===== Material for this exercise

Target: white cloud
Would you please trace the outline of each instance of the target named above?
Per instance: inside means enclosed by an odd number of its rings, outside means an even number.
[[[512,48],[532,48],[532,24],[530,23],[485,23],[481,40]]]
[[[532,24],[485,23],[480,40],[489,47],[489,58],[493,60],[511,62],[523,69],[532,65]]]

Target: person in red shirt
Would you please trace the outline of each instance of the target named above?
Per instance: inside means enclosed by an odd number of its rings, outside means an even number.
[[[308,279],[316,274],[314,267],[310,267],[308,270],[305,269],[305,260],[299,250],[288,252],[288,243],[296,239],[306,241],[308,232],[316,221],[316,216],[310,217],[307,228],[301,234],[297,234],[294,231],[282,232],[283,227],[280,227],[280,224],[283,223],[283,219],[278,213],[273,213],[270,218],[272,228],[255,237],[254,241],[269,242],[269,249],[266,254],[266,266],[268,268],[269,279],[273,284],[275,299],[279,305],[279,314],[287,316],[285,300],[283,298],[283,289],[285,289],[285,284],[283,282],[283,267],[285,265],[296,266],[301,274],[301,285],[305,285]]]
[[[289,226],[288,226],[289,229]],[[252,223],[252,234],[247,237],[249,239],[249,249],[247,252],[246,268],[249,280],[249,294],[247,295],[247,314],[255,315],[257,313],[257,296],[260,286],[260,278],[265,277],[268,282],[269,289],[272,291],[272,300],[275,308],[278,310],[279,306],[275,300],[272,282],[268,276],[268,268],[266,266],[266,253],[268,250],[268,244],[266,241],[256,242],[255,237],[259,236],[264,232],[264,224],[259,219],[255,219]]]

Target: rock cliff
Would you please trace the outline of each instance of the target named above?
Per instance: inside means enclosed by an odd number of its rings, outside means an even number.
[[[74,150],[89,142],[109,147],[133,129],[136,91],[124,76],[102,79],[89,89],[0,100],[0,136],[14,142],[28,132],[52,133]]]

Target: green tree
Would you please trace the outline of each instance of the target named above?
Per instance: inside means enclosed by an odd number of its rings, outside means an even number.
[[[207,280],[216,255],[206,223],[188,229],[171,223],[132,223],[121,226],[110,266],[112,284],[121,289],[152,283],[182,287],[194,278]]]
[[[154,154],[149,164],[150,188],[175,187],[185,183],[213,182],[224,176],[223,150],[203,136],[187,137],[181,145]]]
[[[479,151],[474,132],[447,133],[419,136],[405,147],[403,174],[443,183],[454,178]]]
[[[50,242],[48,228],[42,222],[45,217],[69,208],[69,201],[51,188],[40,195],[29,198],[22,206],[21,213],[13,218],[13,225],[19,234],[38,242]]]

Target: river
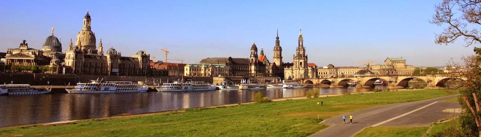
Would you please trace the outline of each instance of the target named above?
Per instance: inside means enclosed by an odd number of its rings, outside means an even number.
[[[386,89],[387,86],[379,87]],[[0,96],[0,127],[97,118],[122,114],[141,114],[253,101],[258,91],[278,99],[320,94],[370,91],[372,88],[306,88],[291,89],[212,91],[143,93],[51,94]]]

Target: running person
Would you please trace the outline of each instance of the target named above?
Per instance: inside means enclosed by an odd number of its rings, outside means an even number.
[[[351,124],[353,124],[353,115],[352,114],[351,114],[351,115],[349,116],[349,119],[351,119]]]
[[[346,124],[346,115],[345,115],[342,116],[342,120],[344,120],[344,124]]]

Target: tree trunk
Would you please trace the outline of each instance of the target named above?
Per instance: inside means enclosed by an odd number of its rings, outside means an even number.
[[[474,98],[476,99],[476,100],[477,100],[477,98],[476,97],[475,95],[475,94],[473,94]],[[473,109],[473,107],[471,106],[471,104],[469,103],[469,100],[468,100],[467,97],[463,96],[462,97],[462,99],[464,101],[464,102],[466,103],[466,104],[468,105],[468,107],[469,108],[469,110],[471,111],[471,113],[473,114],[473,116],[474,117],[474,121],[476,121],[476,126],[478,126],[478,133],[479,134],[478,136],[479,137],[481,137],[481,125],[480,124],[479,117],[478,117],[478,115],[476,114],[477,111],[475,111],[474,109]]]

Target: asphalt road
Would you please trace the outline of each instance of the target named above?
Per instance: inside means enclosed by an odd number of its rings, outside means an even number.
[[[459,95],[416,102],[394,103],[337,115],[320,123],[330,125],[330,126],[308,137],[353,137],[366,127],[384,123],[390,119],[392,120],[379,126],[427,126],[438,120],[448,117],[450,114],[453,115],[452,113],[443,112],[443,110],[460,107],[459,104],[456,105],[456,103],[445,103],[436,102],[457,96]],[[427,105],[430,105],[426,106]],[[425,107],[412,112],[423,107]],[[439,111],[440,110],[441,111]],[[409,112],[411,113],[406,114]],[[349,122],[350,114],[352,114],[354,117],[353,124],[347,123]],[[347,118],[345,124],[343,124],[343,115],[345,115]],[[401,115],[403,116],[392,120]],[[427,126],[424,126],[426,124]]]

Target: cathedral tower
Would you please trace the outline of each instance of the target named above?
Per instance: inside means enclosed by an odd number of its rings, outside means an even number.
[[[280,47],[279,41],[279,28],[277,29],[277,36],[276,36],[276,46],[274,47],[274,62],[279,68],[282,68],[282,47]]]
[[[82,27],[82,30],[78,32],[77,34],[76,41],[76,45],[79,45],[81,43],[82,48],[80,50],[88,51],[90,49],[93,54],[97,54],[97,52],[95,49],[96,39],[95,34],[92,32],[90,26],[91,19],[89,14],[89,11],[87,11],[87,14],[84,17],[83,26]]]
[[[251,47],[251,57],[250,57],[250,69],[251,73],[256,73],[256,65],[258,62],[258,58],[259,56],[257,56],[257,46],[255,46],[255,42],[252,45],[252,46]]]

==========

Exercise prompt: Reproduce everything from the start of the material down to the line containing "[[[512,48],[532,48],[532,24],[530,23],[485,23],[481,40]]]", both included, and nothing beyond it. Multiply every coordinate in the answers by 1.25, rounding to whole numbers with halves rounded up, and keep the request text unchanged.

Solution below:
Target: white cloud
Would you please trace the outline of each instance of the target named above?
Per instance: inside means enclosed by an odd number of its rings, outside means an even number.
[[[640,60],[665,60],[665,30],[663,29],[606,29],[601,50]]]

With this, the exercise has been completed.